[Stored entries]
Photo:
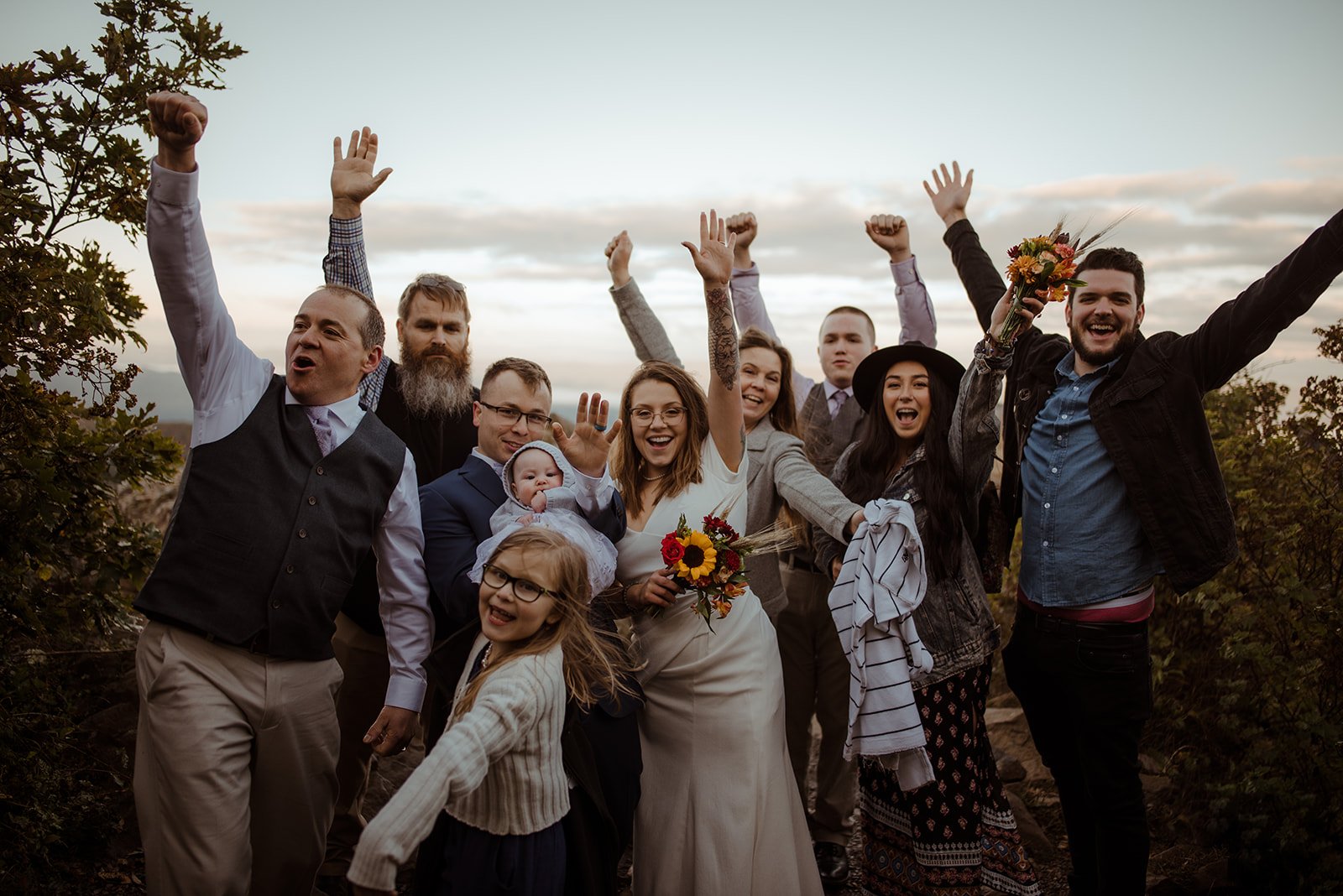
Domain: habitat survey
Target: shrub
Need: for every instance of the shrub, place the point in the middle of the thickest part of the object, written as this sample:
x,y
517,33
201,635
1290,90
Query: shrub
x,y
71,154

* _WHAT THE TASK REQUIRES_:
Transcribe the listing in full. Omit the pictures and keep every line exact.

* _ANSWER FOR THIS EXERCISE_:
Photo:
Domain: habitat survey
Target: shrub
Need: for every instance of the shrub, place the point in the middle of the thickest part of the object, written as this sample:
x,y
517,33
201,635
1290,90
Query: shrub
x,y
71,154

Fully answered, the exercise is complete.